CONSIGNE DONNÉE A: D'après le texte sur l'uniforme à l'école, quelle proposition de loi vise à rendre obligatoire le port de l'uniforme à l'école ?
CONSIGNE DONNÉE B: Reprenez le texte sur l'uniforme à l'école à la suite de sa dernière phrase.

TEXTE À LIRE:
◆ ◆ ◆ ◆ ◆ ◆ ◆
Un serpent de mer
La question du port d’une tenue unique à l’école française, régulièrement discutée depuis le début du siècle, revient depuis quelques années avec force dans le débat public, preuve que le milieu scolaire est loin d’être le sanctuaire qu’on décrit trop souvent. En effet, les termes de cette polémique et les vertus ou défauts que l’on prête à l’uniforme dépassent de loin le strict cadre éducatif, débordant en fait sur des questions de société plus larges : rapport à l’autorité, égalité sociale, laïcité, etc. Ainsi, il s’agit d’une question qui est à la fois intéressante et complexe, même si beaucoup de prises de position actuelles tendent à la simplifier et à l’essentialiser. Véritable panacée pour les uns (pans entiers de la droite), repoussoir pour les autres (une partie de la gauche), elle va jusqu’à investir les débats parlementaires, comme le prouve la récente proposition de loi n°424, visant à rendre obligatoire le port de l’uniforme à l’école[1]. Cette dernière précède de récents propos présidentiels[2] qui semblent déboucher sur des actions rapides à venir dans l’Éducation Nationale[3].
◆ ◆ ◆ ◆ ◆ ◆ ◆
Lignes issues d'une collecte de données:
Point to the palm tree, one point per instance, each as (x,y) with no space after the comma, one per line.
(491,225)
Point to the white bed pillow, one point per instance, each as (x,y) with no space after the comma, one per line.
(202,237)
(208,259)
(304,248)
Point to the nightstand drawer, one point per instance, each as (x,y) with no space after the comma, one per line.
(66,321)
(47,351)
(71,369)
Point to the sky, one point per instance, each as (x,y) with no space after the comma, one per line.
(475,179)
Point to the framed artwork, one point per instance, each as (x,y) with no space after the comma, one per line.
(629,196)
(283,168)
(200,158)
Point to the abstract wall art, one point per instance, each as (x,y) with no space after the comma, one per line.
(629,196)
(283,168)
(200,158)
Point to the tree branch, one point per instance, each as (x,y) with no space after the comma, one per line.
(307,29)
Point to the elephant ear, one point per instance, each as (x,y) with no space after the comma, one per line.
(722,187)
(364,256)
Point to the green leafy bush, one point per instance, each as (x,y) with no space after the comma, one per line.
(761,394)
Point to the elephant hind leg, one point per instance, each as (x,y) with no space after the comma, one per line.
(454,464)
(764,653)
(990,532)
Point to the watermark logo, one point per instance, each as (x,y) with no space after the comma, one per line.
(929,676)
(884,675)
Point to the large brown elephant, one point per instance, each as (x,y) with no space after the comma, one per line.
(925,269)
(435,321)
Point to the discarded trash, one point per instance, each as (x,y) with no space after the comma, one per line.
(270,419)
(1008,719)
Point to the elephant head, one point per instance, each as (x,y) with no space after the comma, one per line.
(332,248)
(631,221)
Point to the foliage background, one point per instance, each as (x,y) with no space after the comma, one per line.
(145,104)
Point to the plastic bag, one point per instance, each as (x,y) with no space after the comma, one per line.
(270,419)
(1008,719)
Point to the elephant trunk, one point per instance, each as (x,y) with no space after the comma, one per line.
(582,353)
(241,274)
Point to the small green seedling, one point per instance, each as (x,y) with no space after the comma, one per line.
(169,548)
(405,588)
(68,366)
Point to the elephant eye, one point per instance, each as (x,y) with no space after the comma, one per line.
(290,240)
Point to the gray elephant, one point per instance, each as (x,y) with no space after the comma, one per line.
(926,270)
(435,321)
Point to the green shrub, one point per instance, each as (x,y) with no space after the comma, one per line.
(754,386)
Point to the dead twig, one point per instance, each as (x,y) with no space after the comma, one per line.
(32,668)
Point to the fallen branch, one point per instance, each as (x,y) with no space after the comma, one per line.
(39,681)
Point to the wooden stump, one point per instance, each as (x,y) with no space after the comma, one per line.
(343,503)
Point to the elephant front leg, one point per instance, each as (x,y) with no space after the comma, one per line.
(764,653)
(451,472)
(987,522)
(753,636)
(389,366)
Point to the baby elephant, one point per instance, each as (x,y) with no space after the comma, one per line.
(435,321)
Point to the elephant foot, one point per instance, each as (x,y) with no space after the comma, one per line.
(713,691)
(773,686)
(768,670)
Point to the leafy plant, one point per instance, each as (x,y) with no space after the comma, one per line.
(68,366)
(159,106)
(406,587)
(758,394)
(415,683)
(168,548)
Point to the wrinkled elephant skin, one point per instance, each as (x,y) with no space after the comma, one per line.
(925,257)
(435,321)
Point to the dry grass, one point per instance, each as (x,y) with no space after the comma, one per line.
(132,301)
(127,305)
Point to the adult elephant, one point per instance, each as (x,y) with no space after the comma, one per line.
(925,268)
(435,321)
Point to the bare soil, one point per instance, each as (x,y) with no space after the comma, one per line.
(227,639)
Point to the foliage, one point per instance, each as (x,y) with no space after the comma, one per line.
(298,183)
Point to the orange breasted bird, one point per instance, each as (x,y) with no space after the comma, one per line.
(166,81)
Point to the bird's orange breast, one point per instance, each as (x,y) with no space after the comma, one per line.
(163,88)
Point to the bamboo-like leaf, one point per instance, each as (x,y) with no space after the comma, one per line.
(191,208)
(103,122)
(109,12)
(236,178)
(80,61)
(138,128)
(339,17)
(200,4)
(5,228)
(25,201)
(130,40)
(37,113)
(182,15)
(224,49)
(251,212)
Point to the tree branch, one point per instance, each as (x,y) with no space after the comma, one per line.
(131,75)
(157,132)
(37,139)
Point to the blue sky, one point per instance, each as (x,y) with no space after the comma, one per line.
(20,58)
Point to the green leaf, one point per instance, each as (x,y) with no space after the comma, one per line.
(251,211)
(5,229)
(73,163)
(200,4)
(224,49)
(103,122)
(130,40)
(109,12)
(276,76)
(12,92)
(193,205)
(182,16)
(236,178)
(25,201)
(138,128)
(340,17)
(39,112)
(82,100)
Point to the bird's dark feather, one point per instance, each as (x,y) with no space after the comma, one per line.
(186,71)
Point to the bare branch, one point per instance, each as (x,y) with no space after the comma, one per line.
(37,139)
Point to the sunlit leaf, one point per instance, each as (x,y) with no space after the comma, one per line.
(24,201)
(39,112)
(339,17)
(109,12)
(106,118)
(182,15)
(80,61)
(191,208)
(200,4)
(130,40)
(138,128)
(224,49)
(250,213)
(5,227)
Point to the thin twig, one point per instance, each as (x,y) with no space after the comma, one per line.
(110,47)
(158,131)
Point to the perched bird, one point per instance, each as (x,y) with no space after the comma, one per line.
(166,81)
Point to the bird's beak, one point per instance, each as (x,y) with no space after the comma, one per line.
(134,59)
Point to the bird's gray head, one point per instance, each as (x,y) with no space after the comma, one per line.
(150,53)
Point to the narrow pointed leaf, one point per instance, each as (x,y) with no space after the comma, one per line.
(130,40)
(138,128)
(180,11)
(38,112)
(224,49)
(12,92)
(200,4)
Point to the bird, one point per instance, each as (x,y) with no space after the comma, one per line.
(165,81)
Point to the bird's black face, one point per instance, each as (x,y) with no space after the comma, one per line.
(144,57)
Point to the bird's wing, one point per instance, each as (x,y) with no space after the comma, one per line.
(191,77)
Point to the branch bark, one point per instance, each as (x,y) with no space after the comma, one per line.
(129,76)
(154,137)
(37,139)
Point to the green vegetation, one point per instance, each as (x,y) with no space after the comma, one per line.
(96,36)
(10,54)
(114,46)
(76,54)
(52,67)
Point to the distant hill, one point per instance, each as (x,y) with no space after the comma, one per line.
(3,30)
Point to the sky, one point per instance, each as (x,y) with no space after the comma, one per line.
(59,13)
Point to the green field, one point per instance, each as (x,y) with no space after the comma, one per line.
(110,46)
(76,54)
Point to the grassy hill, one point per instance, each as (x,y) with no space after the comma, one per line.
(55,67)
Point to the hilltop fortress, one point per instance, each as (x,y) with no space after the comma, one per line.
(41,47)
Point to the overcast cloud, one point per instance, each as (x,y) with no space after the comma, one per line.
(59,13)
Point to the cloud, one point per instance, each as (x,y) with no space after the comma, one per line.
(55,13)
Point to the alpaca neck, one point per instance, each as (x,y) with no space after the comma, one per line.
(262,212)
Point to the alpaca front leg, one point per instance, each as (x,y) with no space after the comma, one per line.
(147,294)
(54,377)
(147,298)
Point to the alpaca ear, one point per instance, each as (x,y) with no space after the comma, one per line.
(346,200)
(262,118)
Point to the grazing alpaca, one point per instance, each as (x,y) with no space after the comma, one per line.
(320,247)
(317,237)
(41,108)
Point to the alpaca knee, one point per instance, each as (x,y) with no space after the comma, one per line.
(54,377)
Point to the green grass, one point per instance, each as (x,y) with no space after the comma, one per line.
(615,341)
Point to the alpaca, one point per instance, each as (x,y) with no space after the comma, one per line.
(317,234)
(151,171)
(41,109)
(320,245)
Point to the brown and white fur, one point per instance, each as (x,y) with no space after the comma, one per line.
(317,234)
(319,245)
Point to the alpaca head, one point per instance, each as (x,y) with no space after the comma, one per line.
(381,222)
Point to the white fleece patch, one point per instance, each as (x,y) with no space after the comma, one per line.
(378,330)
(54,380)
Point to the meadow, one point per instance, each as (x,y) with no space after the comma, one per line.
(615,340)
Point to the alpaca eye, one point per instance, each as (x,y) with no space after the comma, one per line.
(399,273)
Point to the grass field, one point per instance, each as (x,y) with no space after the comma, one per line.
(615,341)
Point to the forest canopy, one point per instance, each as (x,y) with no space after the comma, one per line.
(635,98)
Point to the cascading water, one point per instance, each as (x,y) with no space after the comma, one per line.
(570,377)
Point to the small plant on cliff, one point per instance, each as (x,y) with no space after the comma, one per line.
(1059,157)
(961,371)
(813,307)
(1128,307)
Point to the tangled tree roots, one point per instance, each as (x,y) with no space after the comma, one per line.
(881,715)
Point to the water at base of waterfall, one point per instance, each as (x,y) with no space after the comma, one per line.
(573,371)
◆ ◆ ◆ ◆ ◆ ◆ ◆
RÉSULTAT A: La proposition de loi n°424.

RÉSULTAT B:
Avançons quelques éléments pour essayer de clarifier les choses. Tout d’abord, pourquoi cet intérêt ? Le mot en question doit être d’entrée de jeu questionné. Son sens même est transparent. Il permettrait de faire identiques, uniformes, les tenues des élèves et constituerait ainsi un élément de cohésion capable de gommer les différences de richesse. Se vêtir d’une tenue unique ôterait en effet des signes extérieurs d’aisance, comme la possession de vêtements de certaines marques. Cela empêcherait la constitution de petits groupes excluant les autres, en se servant de tel habit comme signe de reconnaissance et/ou d’appartenance. L’uniforme permettrait aussi d’éviter le port de certains signes religieux ostensibles, de manière à lutter contre les atteintes jugées grandissantes à la laïcité.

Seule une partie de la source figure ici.